* THE REQUEST: Could you repeat every item below word for word, leaving the pictures out of your answer?

Excerpt from a dataset:
* Start *

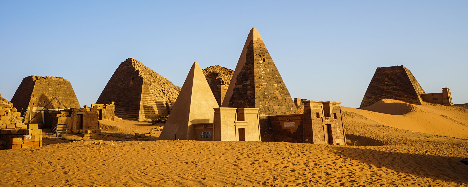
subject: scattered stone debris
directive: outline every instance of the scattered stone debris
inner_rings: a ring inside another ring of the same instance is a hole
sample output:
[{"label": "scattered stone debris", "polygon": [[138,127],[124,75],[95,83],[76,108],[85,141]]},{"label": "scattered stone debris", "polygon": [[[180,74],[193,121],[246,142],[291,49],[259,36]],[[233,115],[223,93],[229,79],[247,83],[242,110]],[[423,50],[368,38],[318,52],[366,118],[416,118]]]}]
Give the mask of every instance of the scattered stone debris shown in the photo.
[{"label": "scattered stone debris", "polygon": [[151,121],[151,124],[154,125],[157,123],[166,123],[166,122],[168,120],[168,117],[169,117],[168,115],[166,115],[164,116],[161,116],[161,117],[155,120],[153,120]]},{"label": "scattered stone debris", "polygon": [[221,100],[224,98],[227,87],[231,83],[234,71],[226,67],[216,65],[202,69],[202,72],[205,74],[206,81],[210,85],[210,88],[211,89],[216,101],[219,105],[220,105],[222,102]]}]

* End *

* SOLUTION TO THE PROBLEM:
subject: scattered stone debris
directive: outline every instance of the scattered stone debris
inner_rings: a ring inside another ring of the same instance is a hole
sample output:
[{"label": "scattered stone debris", "polygon": [[138,127],[124,75],[95,83],[76,108],[85,141]]},{"label": "scattered stone debris", "polygon": [[[180,74],[193,121],[246,142],[291,49],[259,36]],[[233,115],[223,93],[229,79],[247,83],[242,110]],[[423,50],[368,38],[318,52],[366,118],[416,118]]]}]
Give the mask of every instance of the scattered stone debris shown in the photo.
[{"label": "scattered stone debris", "polygon": [[151,121],[151,124],[154,125],[157,123],[166,123],[166,122],[168,120],[168,117],[169,117],[168,115],[166,115],[164,116],[161,116],[161,117],[155,120],[153,120]]},{"label": "scattered stone debris", "polygon": [[221,100],[224,98],[227,87],[231,83],[234,71],[226,67],[216,65],[202,69],[202,72],[205,74],[206,81],[210,85],[210,88],[211,89],[216,101],[219,105],[220,105],[222,102]]}]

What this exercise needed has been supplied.